§ **Material for this exercise**

START

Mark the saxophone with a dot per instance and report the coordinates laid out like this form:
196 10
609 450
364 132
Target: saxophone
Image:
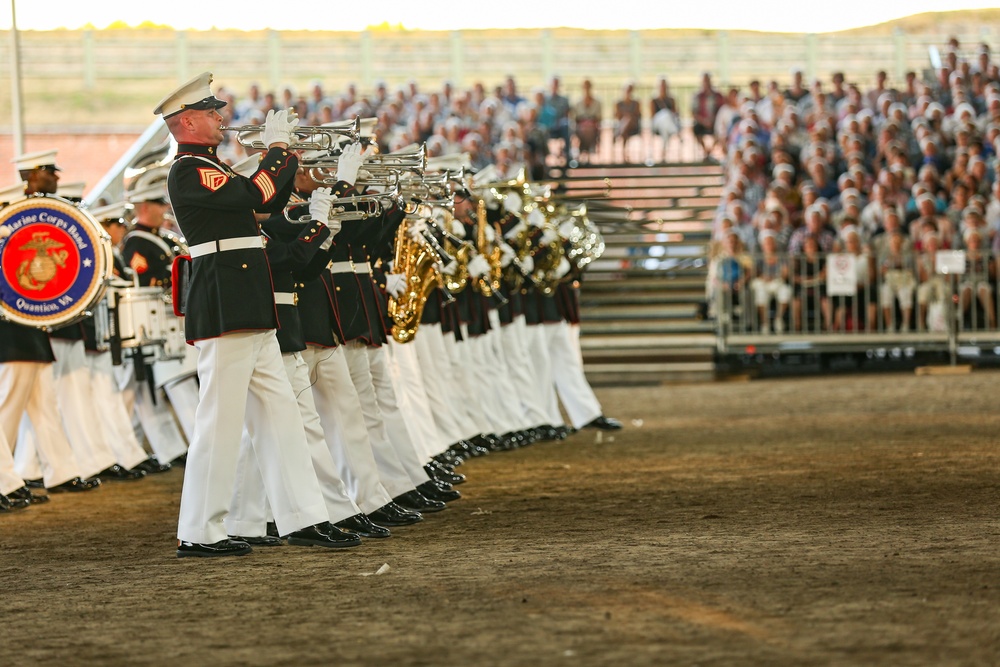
492 282
417 262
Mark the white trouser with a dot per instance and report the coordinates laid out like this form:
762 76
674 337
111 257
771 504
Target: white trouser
439 385
503 386
515 346
179 379
396 427
408 384
29 386
343 427
393 473
9 479
243 383
156 418
249 508
538 350
466 381
574 391
76 406
110 411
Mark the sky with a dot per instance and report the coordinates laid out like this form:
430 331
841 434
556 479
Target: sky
766 15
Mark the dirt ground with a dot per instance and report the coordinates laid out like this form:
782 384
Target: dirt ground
851 520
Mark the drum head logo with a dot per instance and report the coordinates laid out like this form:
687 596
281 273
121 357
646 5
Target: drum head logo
52 266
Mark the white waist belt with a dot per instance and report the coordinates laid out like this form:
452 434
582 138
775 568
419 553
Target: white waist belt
347 267
222 245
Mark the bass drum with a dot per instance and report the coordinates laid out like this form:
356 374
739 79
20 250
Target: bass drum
55 262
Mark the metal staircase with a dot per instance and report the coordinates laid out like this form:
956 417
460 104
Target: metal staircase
640 301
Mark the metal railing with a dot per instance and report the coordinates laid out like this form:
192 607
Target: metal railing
836 303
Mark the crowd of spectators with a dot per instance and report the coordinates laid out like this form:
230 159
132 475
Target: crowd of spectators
497 125
889 174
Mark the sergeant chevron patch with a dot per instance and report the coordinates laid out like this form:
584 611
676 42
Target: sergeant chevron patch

END

§ **Task goal**
Transcribe every one of the records above word for word, omitting the pictures.

§ **Written solution**
Mark the saxophone with a dot per instance and report the coordinates laid out like this form:
196 10
609 450
364 132
Target: saxophone
Image:
492 282
417 262
Mark the white trouser with a dot per instance and report the coordinates laid out like this form:
762 76
674 337
111 257
771 504
Target: white trouser
439 385
503 386
515 346
179 379
396 427
408 384
29 386
343 427
393 473
9 479
243 383
156 418
249 508
538 350
466 381
574 391
76 406
110 411
Mark the sky with a dot per instance and report the coordinates laid out like this form:
430 331
841 434
556 479
Target: sky
766 15
Mark the dirt ground with a dot per instance and report the coordinates laid out like this form:
782 384
Target: dirt ground
851 520
Mark the drum head logo with a dot per instance and report the coordinates laid out like this form:
687 596
281 273
121 357
646 5
Target: drum head logo
52 266
Mark the white waist belt with a dot per instance and report the coordinates laid out like this form:
452 434
582 138
775 568
419 553
Target: white waist belt
347 267
222 245
Mark the bass drum with a dot per instance and report the coordinates laid out like this form:
356 374
739 79
20 250
Target: bass drum
55 262
Mark the metal staircase with a dot per instance and report the coordinates laid out like this form:
956 417
460 104
Target: metal staircase
640 301
Mark the metal railing with a dot per instance and report the coordinates laid out like this form:
192 607
Target: metal railing
836 303
Mark the crowd of spectators with a dot per instance and report the coordinates laid out like this form:
230 159
132 475
Target: crowd of spectators
497 125
889 174
Mark the sergeant chevron patch with a dot per instance and report the coordinates laid out like this form:
584 611
676 42
Target: sergeant chevron patch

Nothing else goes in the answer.